:: Page extract

You can help with wildlife recovery from home
You can support South Australia’s bushfire recovery effort from home, on your mobile or laptop, by helping to identify wildlife captured on-camera in unburnt patches of Kangaroo Island’s parks.
National Parks and Wildlife Service South Australia has adopted the recently launched 'Wildlife Spotter’ tool to engage the interested community, particularly citizen scientists, to help identify wildlife in the thousands of photos, taken by more than 70 cameras deployed in parks on Kangaroo Island.
Conservation and Wildlife Manager Jason Higham said, this is a way for the public to have a real impact on bushfire recovery efforts and contribute to traditional science efforts, while maintaining COVID-19 guidelines.
“Motion-sensing cameras have been deployed across Kangaroo Island’s parks and they take a lot of photos. We need help examining these wildlife photos on an ongoing basis, to help us with our bushfire recovery efforts,” Mr Higham said.
“Our park rangers and ecologists can then focus their efforts on feral animal controls, and searching unburnt patches for wildlife, such as the Kangaroo Island dunnart."
Wildlife and Habitat Bushfire Recovery Taskforce Chair Dr Felicity-ann Lewis said, the identity of wildlife is determined by a citizen scientist ‘jury’, which helps to determine the difference between tricky species like a common rat, a dunnart and a bandicoot, which can be difficult to correctly ID.
“To support our citizen scientists online, they are provided identification tips and photos, and our experts are available to quality check IDs too," Dr Lewis said.
“By getting members of the public involved with the identification efforts, we are engaging and educating people about the diversity of wildlife on Kangaroo Island.”
Monthly batches of images, also known as ‘expeditions’ will be uploaded for citizen scientists to ID.
Anyone can help with the identification of Kangaroo Island wildlife photos by creating a free account on the Atlas of Living Australia website.
This initiative is possible thanks to a collaboration between CSIRO, the Atlas of Living Australia and the Australian Citizen Science Association who recently launched 'The Citizen Science Bushfire Project Finder'.
The photos form part of the National Parks and Wildlife Service South Australia’s ‘KI Dunnart Survey Project’, which is helping the bushfire recovery effort, by recording how many native and feral species pass monitoring sites.
This data will help to understand surviving populations, assist with feral animal control and inform recovery actions for species of concern like the Kangaroo Island dunnart, little pygmy possum and southern brown bandicoot.

::::
:: Dataset extract

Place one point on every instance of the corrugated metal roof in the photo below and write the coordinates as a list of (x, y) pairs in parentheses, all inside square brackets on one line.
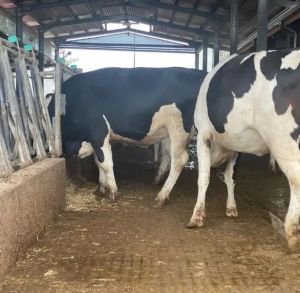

::::

How to complete this task
Please repeat the wildlife recovery page word for word, everything from "National Parks and Wildlife Service South Australia has" down to "maintaining COVID-19 guidelines.". The material above is separate from the wildlife recovery page.

Exercise solution
National Parks and Wildlife Service South Australia has adopted the recently launched 'Wildlife Spotter’ tool to engage the interested community, particularly citizen scientists, to help identify wildlife in the thousands of photos, taken by more than 70 cameras deployed in parks on Kangaroo Island.
Conservation and Wildlife Manager Jason Higham said, this is a way for the public to have a real impact on bushfire recovery efforts and contribute to traditional science efforts, while maintaining COVID-19 guidelines.